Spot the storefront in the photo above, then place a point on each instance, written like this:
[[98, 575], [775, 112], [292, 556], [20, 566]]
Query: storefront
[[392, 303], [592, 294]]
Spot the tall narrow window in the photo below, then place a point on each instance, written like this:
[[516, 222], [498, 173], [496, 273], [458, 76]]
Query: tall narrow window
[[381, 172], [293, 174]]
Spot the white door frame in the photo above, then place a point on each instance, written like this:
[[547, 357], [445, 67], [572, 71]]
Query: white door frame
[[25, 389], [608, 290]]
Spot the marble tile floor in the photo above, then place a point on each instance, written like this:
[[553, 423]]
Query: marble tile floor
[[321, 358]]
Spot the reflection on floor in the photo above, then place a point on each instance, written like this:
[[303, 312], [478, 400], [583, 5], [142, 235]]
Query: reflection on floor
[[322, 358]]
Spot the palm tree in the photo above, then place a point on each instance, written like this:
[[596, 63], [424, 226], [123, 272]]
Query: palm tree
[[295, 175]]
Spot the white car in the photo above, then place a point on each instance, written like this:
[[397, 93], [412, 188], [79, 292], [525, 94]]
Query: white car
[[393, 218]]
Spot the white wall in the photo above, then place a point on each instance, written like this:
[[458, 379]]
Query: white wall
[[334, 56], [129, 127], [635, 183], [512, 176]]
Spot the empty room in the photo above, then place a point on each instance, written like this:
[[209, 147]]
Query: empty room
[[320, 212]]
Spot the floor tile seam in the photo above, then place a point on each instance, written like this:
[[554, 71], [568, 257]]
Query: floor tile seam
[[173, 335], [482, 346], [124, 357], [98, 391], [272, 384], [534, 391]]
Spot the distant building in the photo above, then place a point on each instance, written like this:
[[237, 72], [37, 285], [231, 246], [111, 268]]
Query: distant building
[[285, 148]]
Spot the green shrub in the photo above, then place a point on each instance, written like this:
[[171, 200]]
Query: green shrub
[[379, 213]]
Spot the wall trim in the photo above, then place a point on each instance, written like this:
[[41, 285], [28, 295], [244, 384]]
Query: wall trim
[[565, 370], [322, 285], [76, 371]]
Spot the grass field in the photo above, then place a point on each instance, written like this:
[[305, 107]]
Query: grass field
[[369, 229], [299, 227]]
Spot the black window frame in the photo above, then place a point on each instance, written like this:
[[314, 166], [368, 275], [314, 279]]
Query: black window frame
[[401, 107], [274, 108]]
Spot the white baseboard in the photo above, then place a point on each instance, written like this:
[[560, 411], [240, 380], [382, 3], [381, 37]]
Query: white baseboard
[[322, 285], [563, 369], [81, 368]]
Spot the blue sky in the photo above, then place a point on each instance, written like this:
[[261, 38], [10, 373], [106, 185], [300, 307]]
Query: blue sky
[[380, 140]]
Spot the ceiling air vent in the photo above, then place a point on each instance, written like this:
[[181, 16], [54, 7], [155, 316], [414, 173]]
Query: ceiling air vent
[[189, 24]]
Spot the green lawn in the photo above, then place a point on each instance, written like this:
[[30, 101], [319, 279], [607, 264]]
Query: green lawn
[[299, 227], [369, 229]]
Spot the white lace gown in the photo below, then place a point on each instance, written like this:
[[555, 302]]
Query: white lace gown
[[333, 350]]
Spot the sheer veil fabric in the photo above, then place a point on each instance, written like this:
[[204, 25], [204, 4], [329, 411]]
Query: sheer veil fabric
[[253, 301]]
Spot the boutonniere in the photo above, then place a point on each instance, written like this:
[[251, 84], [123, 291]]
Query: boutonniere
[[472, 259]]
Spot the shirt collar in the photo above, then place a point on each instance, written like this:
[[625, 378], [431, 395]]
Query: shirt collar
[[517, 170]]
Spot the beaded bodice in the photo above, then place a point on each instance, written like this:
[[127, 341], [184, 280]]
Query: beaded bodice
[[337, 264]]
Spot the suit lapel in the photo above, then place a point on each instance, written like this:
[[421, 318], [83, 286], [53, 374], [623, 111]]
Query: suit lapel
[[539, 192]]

+ + + + +

**Task goal**
Every entry above must be returned word for word.

**Your response**
Spot the storefront in the photo above, then place a point on each instance, written like this:
[[98, 575], [775, 112], [292, 556], [20, 566]]
Query: storefront
[[392, 303], [592, 294]]
Spot the tall narrow window in the photo below, then place a point on each instance, written like this:
[[516, 222], [498, 173], [496, 273], [458, 76]]
Query: tall narrow window
[[381, 172], [293, 174]]
Spot the white door frame in the photo above, then place a point on each instance, written like this:
[[547, 357], [445, 67], [572, 71]]
Query: white door frame
[[25, 389], [608, 290]]
Spot the marble tile floor in the photo above, then place a point on each instance, written like this:
[[553, 423]]
Query: marble tile floor
[[321, 358]]
Spot the reflection on floor in the photo above, then place a point on each instance, written like this:
[[303, 312], [478, 400], [583, 5], [142, 235]]
Query: reflection on floor
[[322, 358]]
Spot the palm tree in the photo above, then place a point on each instance, written like this:
[[596, 63], [424, 226], [123, 272]]
Query: palm tree
[[295, 175]]
Spot the white car in the photo above, then place a point on each instance, written like this:
[[397, 93], [412, 188], [79, 292], [525, 94]]
Query: white car
[[393, 218]]
Spot the white wall in the photo above, then place a point on each instance, written like this:
[[458, 379]]
Query: white wall
[[334, 56], [129, 127], [635, 183], [512, 176]]
Spot the empty room in the photo above, then place a point on each instance, written like this:
[[209, 147]]
Query: empty room
[[320, 212]]
Spot the floor tile seam in the photo above, then place a point on each instance, written like this:
[[554, 71], [568, 257]]
Query: floor tile seam
[[173, 335], [482, 346], [124, 357], [98, 391], [272, 384], [534, 391]]
Spot the distant building in the photo above, then place a point on each instance, written like this:
[[237, 72], [37, 285], [231, 246], [111, 268]]
Query: distant building
[[285, 148]]
Spot the green shrub in the photo above, then place a point on each instance, written like this:
[[171, 200]]
Query: green shrub
[[379, 213]]
Spot the wall trim in the photo above, then place a point on each instance, written like this:
[[41, 285], [28, 295], [244, 384]]
Query: wall trim
[[565, 370], [322, 285], [76, 371]]
Spot the grass field in the photo above, then place a point on each instance, written like this:
[[305, 107]]
Query: grass field
[[369, 229], [299, 227]]
Spot the black window frame in the photo above, then place a point on each instance, written like this:
[[314, 166], [368, 275], [314, 279]]
Query: black window frame
[[401, 107], [274, 108]]
Spot the white baseboard in the photo above, then place a point on each instance, written like this:
[[560, 411], [240, 380], [382, 3], [381, 37]]
Query: white baseboard
[[322, 285], [563, 369], [81, 368]]
Spot the blue sky in the photo above, then place a point on each instance, written like this:
[[261, 38], [10, 373], [106, 185], [300, 307]]
Query: blue sky
[[380, 140]]
Spot the ceiling air vent in the photo above, then place a point on each instance, written like this:
[[181, 16], [54, 7], [155, 316], [414, 173]]
Query: ceiling air vent
[[189, 24]]
Spot the green lawn in the photo above, then place a point on each instance, written like this:
[[30, 101], [319, 279], [607, 264]]
Query: green lawn
[[299, 227], [369, 229]]
Spot the white lace gown in the photo below, then place a point on each instance, written like this:
[[555, 302]]
Query: white lace gown
[[333, 350]]
Spot the sheer veil fabric in the photo above, then place a point on each instance, written like this:
[[204, 25], [204, 4], [329, 411]]
Query: sheer veil fabric
[[253, 301]]
Spot the boutonniere in the photo above, then place a point on each instance, written like this:
[[251, 84], [123, 291]]
Query: boutonniere
[[472, 259]]
Spot the shirt collar in the photo above, then place a point on each instance, written like this:
[[625, 378], [431, 395]]
Query: shirt collar
[[517, 170]]
Spot the beaded bodice in the photo above, then place a point on each instance, written like this:
[[127, 341], [184, 280]]
Query: beaded bodice
[[337, 264]]
Spot the suit lapel in the photo above, then place a point on each instance, written like this:
[[421, 318], [83, 286], [53, 374], [623, 111]]
Query: suit lapel
[[539, 192]]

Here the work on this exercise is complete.